» EXERCISE: Print each of the rows below verbatim, with no changes.

» RECORDS FOR THE EXERCISE:
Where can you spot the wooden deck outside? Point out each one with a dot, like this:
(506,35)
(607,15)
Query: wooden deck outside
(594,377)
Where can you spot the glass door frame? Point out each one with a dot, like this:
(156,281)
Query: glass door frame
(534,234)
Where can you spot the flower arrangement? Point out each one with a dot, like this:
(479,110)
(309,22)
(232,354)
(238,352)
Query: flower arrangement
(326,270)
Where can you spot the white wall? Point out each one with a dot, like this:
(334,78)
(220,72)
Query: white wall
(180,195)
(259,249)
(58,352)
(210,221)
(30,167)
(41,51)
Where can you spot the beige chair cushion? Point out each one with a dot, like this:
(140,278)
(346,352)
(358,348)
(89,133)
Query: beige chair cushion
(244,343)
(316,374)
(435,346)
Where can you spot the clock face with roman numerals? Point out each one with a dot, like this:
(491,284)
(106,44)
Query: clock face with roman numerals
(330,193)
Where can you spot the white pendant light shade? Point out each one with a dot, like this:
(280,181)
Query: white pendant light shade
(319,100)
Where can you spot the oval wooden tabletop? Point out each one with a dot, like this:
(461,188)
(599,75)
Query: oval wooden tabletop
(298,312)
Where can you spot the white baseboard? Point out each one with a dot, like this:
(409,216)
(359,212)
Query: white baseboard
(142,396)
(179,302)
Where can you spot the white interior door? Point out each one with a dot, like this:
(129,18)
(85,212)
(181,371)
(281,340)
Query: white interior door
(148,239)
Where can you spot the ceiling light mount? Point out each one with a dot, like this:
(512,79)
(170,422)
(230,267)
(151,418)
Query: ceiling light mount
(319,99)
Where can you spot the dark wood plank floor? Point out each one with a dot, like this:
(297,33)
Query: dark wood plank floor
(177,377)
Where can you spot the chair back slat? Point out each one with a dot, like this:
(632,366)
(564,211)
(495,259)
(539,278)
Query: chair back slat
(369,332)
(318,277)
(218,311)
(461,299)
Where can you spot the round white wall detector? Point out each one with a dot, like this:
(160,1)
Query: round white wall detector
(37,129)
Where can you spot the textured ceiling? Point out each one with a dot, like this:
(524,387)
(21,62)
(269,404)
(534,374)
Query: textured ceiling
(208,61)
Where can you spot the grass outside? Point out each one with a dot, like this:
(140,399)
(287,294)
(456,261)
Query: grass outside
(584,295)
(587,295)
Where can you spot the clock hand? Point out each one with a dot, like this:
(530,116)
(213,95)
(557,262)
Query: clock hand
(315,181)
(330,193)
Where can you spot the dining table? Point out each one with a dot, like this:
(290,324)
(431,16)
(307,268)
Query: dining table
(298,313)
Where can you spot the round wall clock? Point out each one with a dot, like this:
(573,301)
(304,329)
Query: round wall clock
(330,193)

» THE SOLUTION:
Where can you spot the wooden deck outside? Point out each one with a dot, like this:
(506,35)
(607,15)
Query: wooden deck outside
(594,377)
Where can you spot the glass door frame? Point out each one with a dot, like this:
(156,281)
Query: glass door frame
(534,234)
Where can you spot the flower arrangement? Point out each one with a dot, like this:
(479,110)
(309,22)
(232,354)
(238,352)
Query: flower arrangement
(326,270)
Where can you spot the white wall? Point out each one with a dot, like this:
(334,78)
(220,72)
Query: white wall
(180,195)
(259,249)
(58,352)
(210,221)
(30,167)
(41,51)
Where can you spot the beige chair cushion? Point out each one with a dot, like this:
(140,278)
(346,352)
(358,348)
(89,133)
Query: beige chair cushion
(244,343)
(316,374)
(435,346)
Where can you spot the clock face with roman numerals? Point out each one with a dot, like this:
(491,284)
(106,44)
Query: clock face with roman numerals
(330,193)
Where can you spot the white pendant light shade? Point out each one with a dot, like this:
(280,181)
Query: white pendant light shade
(319,100)
Where can you spot the oval wooden tabletop? Point out each one with a dot, like this:
(461,188)
(599,75)
Query: oval wooden tabletop
(298,312)
Where can you spot the white baseboard? Point out each one with a dot, like this:
(409,216)
(359,212)
Query: white baseboard
(142,396)
(179,302)
Where can you spot the white interior door? Point out each one with a dot, like this:
(129,18)
(85,212)
(181,371)
(281,340)
Query: white interior door
(148,239)
Where can you spot the ceiling light mount? Point out each one with a dot, like this:
(512,79)
(170,422)
(230,267)
(151,418)
Query: ceiling light mount
(319,99)
Where can you spot the dark wood plank floor? Point out each one with a dot, like this:
(297,33)
Query: dark wood plank floor
(177,377)
Where can you spot the chair back slat? Point out each one with a dot, like this:
(632,366)
(564,211)
(495,259)
(539,278)
Query: chair back slat
(369,332)
(318,277)
(218,311)
(461,299)
Where can you spot the round white wall detector? Point out each one with a dot, like this:
(160,1)
Query: round white wall detector
(37,129)
Where can you spot the textured ceiling? Point out each one with a dot, like this:
(524,387)
(21,62)
(269,404)
(534,374)
Query: textured ceiling
(208,61)
Where can you spot the grass outside? Point out each one with a dot, like this:
(140,399)
(287,294)
(456,261)
Query: grass outside
(584,295)
(587,295)
Where can you spot the clock hand? Point out each one with a dot, like this:
(530,116)
(213,95)
(557,262)
Query: clock hand
(315,181)
(330,193)
Where can you spot the dining table? Point out each one with a dot, like this:
(290,324)
(431,16)
(307,268)
Query: dining table
(298,313)
Where can you spot the round wall clock? Point out each one with a dot, like this:
(573,301)
(304,329)
Query: round wall clock
(330,193)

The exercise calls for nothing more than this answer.